▶ [Task brief]: The line containing "on the tall" and every line after it, through the last one below: output exactly these and nothing else.

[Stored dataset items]
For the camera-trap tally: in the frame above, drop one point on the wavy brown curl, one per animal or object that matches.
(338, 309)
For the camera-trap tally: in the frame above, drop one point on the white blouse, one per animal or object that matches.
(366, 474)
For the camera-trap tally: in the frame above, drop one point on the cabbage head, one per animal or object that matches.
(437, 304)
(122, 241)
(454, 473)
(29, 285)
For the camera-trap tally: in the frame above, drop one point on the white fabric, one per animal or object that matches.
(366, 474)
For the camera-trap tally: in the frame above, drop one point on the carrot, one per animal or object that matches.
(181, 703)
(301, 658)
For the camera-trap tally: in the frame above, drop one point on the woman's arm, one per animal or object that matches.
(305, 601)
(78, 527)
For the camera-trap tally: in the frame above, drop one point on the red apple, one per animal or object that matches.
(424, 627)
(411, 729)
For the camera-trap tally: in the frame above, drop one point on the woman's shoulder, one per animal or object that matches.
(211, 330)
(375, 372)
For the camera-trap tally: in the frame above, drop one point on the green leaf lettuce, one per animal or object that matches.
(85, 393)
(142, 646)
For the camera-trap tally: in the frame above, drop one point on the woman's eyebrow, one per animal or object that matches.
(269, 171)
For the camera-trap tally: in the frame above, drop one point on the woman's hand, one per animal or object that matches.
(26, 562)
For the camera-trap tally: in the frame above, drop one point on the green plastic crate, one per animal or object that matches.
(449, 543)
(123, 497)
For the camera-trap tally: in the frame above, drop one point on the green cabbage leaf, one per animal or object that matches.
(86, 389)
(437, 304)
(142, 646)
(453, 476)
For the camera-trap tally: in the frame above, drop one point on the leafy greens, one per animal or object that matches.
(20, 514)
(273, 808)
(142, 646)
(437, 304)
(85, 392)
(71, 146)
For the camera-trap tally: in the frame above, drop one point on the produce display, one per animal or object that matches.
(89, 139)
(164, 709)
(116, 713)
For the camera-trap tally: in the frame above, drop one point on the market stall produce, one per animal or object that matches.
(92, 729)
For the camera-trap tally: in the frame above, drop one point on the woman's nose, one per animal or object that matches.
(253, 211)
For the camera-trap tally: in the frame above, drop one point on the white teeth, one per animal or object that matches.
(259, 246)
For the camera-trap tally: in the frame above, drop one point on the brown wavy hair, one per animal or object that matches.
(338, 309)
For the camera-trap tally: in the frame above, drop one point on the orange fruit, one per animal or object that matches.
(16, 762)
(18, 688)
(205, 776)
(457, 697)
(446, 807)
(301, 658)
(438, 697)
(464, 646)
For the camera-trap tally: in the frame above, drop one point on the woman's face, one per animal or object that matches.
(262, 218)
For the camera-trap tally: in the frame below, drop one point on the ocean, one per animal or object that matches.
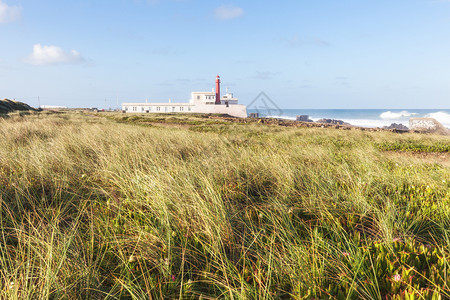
(360, 117)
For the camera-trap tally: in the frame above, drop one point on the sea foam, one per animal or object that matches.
(389, 115)
(441, 116)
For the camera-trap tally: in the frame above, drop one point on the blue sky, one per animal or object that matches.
(303, 54)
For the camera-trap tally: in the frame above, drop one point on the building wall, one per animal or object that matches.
(236, 110)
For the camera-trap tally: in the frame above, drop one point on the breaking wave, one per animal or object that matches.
(389, 115)
(441, 116)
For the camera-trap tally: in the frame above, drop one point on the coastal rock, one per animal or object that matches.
(333, 122)
(396, 126)
(427, 125)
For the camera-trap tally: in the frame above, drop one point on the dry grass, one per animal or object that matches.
(95, 208)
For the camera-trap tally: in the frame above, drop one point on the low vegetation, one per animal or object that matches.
(95, 206)
(7, 106)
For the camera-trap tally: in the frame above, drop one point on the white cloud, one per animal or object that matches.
(227, 12)
(9, 13)
(51, 55)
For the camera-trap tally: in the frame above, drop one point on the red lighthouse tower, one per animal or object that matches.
(217, 89)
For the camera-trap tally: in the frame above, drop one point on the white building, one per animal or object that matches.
(200, 102)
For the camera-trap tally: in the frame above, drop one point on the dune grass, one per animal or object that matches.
(96, 208)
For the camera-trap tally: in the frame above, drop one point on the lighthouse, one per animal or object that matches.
(217, 89)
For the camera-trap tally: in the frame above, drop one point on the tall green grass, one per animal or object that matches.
(98, 208)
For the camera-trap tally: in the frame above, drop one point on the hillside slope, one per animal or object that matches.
(7, 106)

▶ [Solution]:
For the camera-trap tally: in the frame above, drop one point on the tall green grass, one per animal or object that matches.
(98, 208)
For the camera-trap tally: in the frame above, drop one point on the hillside slope, one per animal or object that matches.
(7, 106)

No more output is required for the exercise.